[[ Material provided, beginning ]]

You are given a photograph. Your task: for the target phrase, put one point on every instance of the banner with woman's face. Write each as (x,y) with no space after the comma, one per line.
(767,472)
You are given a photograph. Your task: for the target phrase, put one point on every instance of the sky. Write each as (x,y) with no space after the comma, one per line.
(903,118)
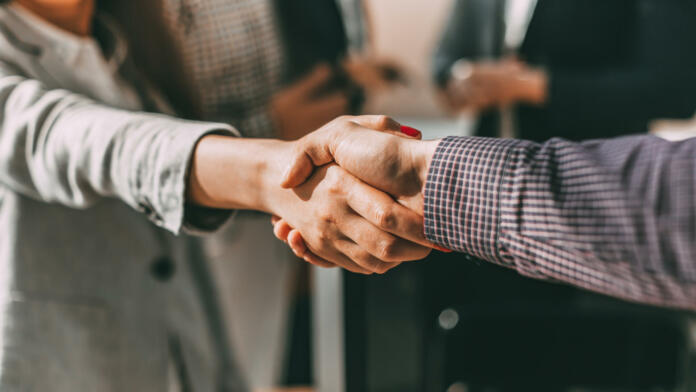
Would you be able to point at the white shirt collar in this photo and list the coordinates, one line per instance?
(70, 46)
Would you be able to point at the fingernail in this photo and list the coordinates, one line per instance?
(413, 132)
(441, 249)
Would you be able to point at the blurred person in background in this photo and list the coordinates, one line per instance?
(101, 289)
(271, 68)
(577, 69)
(574, 68)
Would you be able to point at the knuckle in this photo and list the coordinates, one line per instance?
(343, 118)
(387, 249)
(385, 218)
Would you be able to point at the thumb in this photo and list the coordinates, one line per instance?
(388, 125)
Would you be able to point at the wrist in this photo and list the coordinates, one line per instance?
(235, 173)
(422, 153)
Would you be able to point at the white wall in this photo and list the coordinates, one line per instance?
(407, 31)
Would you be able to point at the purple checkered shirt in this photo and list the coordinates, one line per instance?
(616, 217)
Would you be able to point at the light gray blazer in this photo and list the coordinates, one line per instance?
(94, 296)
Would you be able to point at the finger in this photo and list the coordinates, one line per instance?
(316, 150)
(388, 125)
(377, 122)
(378, 243)
(386, 214)
(281, 230)
(361, 257)
(296, 243)
(313, 259)
(332, 254)
(318, 77)
(339, 260)
(298, 246)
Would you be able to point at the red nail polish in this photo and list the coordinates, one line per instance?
(441, 249)
(410, 131)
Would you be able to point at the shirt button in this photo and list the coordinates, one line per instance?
(163, 269)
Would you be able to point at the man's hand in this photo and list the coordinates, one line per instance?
(394, 164)
(308, 104)
(344, 220)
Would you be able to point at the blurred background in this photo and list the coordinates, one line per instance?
(530, 69)
(460, 325)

[[ Material provided, end ]]

For every entry above, please output the text exactly and leave any picture behind.

You are given a photograph. Your task: for the target phrase, put one point on every instance of the banner with woman's face. Write each as (x,y) with no space after the comma, one per line.
(767,472)
You are given a photograph. Your task: for the target phrase, put one point on every instance of the sky. Write each as (x,y) with no space after the comma, one per line.
(903,118)
Would you be able to point at the white shirt collar in this photo and list the coordinates, one line per instance?
(70, 46)
Would you be able to point at the fingernail in this photo and list the coordinates, one line per instance?
(413, 132)
(441, 249)
Would you be able to point at the blurred person in background in this photo and list the coordinates, one line per instance?
(101, 289)
(271, 68)
(577, 69)
(574, 68)
Would you be able to point at the knuckle in this photo and list the coordinates, one line per instance?
(343, 118)
(387, 249)
(385, 218)
Would you be able to point at the thumb in this photo and list the coordinates, one line per instance?
(388, 125)
Would you be able to point at the wrist in this photo and list the coordinates, one line per instance?
(235, 173)
(422, 153)
Would you be able to point at the white wall in this photo and list the coordinates, one line per instance?
(407, 31)
Would you be able to point at the purple checkered shirt in this photo and list the coordinates, one line per instance?
(616, 217)
Would you be able to point at the light gray blazer in this photo and list the coordinates, one line per instance?
(94, 296)
Would you be able to point at the finger in this photo and list the coordinates, one line per instance?
(316, 150)
(388, 125)
(377, 122)
(378, 243)
(386, 214)
(281, 230)
(361, 257)
(296, 243)
(313, 259)
(332, 254)
(318, 77)
(339, 260)
(298, 246)
Would you be able to point at the red nail polish in this photo and list the coordinates, one line per instance?
(441, 249)
(410, 131)
Would you be able to point at the shirt button in this photo and list the coordinates, one line per instance?
(163, 269)
Would you be able to point at the man's hand in this photo and list the coordinates, one line per instance?
(394, 164)
(308, 104)
(344, 220)
Would you be able to point at the blurred background in this photo and list the coordinates, one line per instance?
(530, 69)
(460, 325)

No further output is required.